*** Exercise data ***

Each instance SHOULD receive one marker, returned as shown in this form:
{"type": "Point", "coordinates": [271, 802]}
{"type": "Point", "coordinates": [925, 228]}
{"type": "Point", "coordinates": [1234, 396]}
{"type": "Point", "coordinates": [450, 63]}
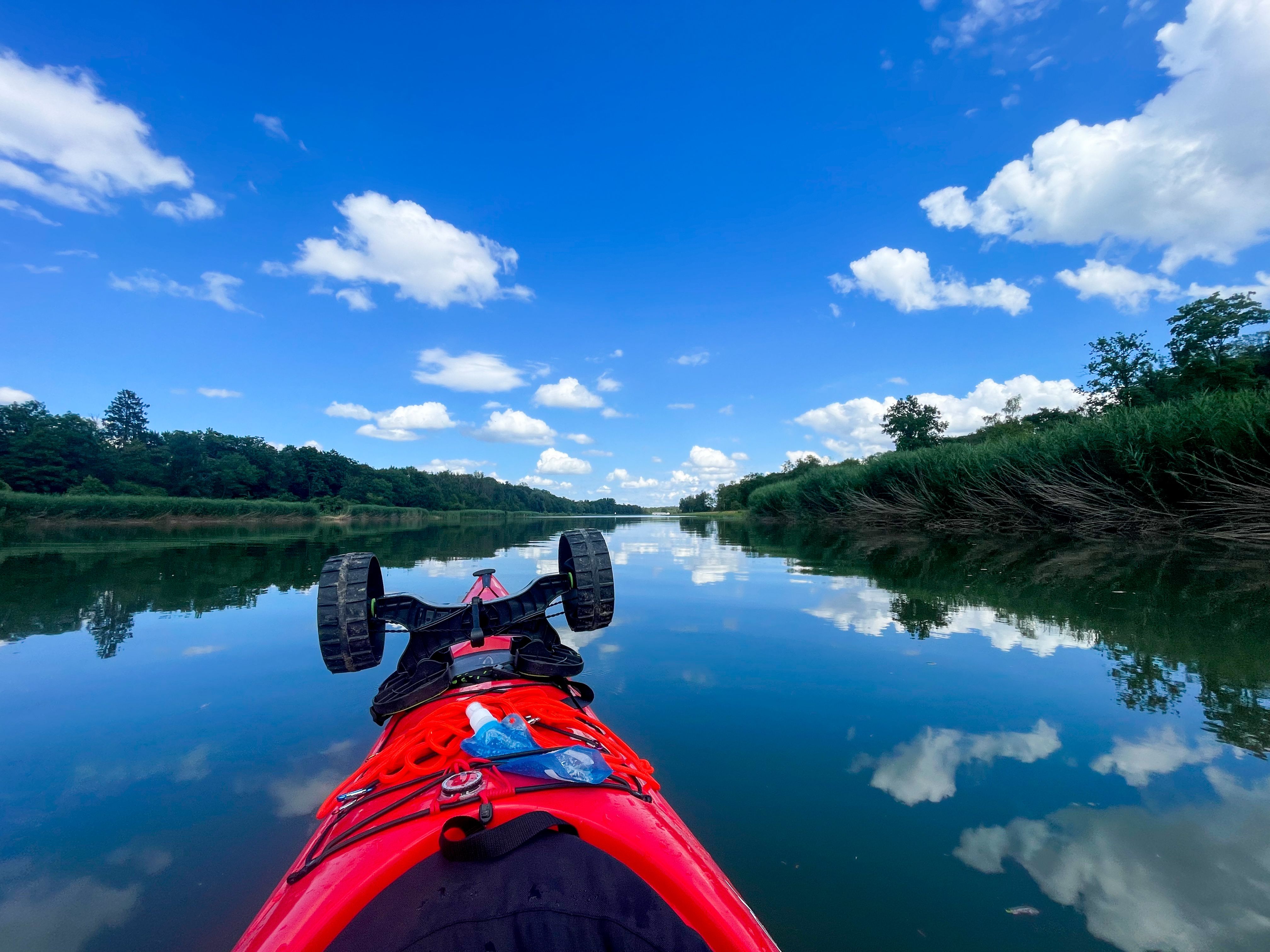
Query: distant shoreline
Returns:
{"type": "Point", "coordinates": [18, 508]}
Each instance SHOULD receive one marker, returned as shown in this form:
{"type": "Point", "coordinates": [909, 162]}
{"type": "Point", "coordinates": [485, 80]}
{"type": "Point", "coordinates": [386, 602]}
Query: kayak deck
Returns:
{"type": "Point", "coordinates": [384, 825]}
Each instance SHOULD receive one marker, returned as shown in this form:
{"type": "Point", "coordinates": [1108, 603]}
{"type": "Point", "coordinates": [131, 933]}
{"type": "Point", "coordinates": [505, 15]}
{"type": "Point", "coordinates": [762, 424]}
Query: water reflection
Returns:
{"type": "Point", "coordinates": [1185, 880]}
{"type": "Point", "coordinates": [92, 581]}
{"type": "Point", "coordinates": [1160, 752]}
{"type": "Point", "coordinates": [919, 692]}
{"type": "Point", "coordinates": [925, 768]}
{"type": "Point", "coordinates": [44, 915]}
{"type": "Point", "coordinates": [1166, 617]}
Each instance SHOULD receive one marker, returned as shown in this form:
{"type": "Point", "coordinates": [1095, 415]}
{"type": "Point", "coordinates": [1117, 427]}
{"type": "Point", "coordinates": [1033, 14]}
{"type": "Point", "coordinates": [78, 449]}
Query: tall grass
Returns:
{"type": "Point", "coordinates": [1198, 466]}
{"type": "Point", "coordinates": [33, 506]}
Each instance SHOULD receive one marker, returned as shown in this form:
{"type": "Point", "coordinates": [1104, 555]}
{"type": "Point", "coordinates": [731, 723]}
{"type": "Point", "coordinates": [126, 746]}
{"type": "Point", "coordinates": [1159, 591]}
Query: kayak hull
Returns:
{"type": "Point", "coordinates": [643, 833]}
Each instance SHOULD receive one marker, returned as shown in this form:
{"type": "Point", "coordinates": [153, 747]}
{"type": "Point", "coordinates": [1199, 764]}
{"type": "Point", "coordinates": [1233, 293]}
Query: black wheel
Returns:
{"type": "Point", "coordinates": [350, 637]}
{"type": "Point", "coordinates": [590, 604]}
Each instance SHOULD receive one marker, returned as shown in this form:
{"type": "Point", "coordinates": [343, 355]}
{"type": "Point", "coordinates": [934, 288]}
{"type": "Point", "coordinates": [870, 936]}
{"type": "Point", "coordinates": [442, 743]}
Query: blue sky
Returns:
{"type": "Point", "coordinates": [673, 244]}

*** End of Exercise data ***

* _Brief_:
Everything in the listing is to be returned word for word, except the pictures.

* _Answer box_:
Each instance SHOULD receive one marker, returned as shown in this form:
{"type": "Point", "coordinates": [271, 802]}
{"type": "Point", "coordinates": [925, 228]}
{"type": "Point", "coordinates": [1234, 396]}
{"type": "Point", "coordinates": [450, 63]}
Query: distant shoreline
Returns:
{"type": "Point", "coordinates": [18, 508]}
Each instance SHOULD receive one marker, returned as shown in this form:
{"type": "Point", "coordinates": [909, 162]}
{"type": "Point", "coordinates": [485, 80]}
{"type": "Point", "coordinates": [386, 602]}
Query: kayak deck
Returns:
{"type": "Point", "coordinates": [384, 825]}
Each instance SHOULD receive one marker, returned as shown in this form:
{"type": "Point", "coordinates": [1108, 603]}
{"type": "Point", "coordinates": [131, 933]}
{"type": "Point", "coordinates": [505, 15]}
{"type": "Point", "coordinates": [762, 424]}
Query: water reflection
Returns:
{"type": "Point", "coordinates": [1185, 880]}
{"type": "Point", "coordinates": [92, 581]}
{"type": "Point", "coordinates": [1160, 752]}
{"type": "Point", "coordinates": [919, 692]}
{"type": "Point", "coordinates": [925, 768]}
{"type": "Point", "coordinates": [44, 915]}
{"type": "Point", "coordinates": [1166, 617]}
Each instance SHOULD receive one marker, returned as shown in this form:
{"type": "Point", "coordinates": [1095, 415]}
{"type": "Point", "coordinates": [1117, 427]}
{"type": "Point", "coordinates": [1033, 14]}
{"type": "Point", "coordinates": [78, 449]}
Query: tall grass
Returns:
{"type": "Point", "coordinates": [1198, 466]}
{"type": "Point", "coordinates": [33, 506]}
Each instance SHOULD receive one marker, returned as shown in this form:
{"type": "Point", "coordinates": [1104, 555]}
{"type": "Point", "coordinates": [731, 723]}
{"type": "Point", "coordinates": [126, 746]}
{"type": "Point", "coordinates": [1159, 591]}
Query: kayak hull
Returns:
{"type": "Point", "coordinates": [643, 833]}
Each instance SHOULD receive one marker, returned as shown in this form:
{"type": "Point", "coordinates": [153, 747]}
{"type": "Point", "coordinates": [1199, 764]}
{"type": "Point", "coordinates": [1233, 293]}
Query: black wheel
Returns:
{"type": "Point", "coordinates": [350, 637]}
{"type": "Point", "coordinates": [590, 604]}
Each instance SHOULD receive one marker, returned as shown in this form:
{"type": "Point", "coordinates": [343, 355]}
{"type": "Point", "coordinates": [934, 288]}
{"type": "Point", "coordinates": [870, 936]}
{"type": "Point", "coordinates": [442, 743]}
Query: blue sky
Returns:
{"type": "Point", "coordinates": [673, 244]}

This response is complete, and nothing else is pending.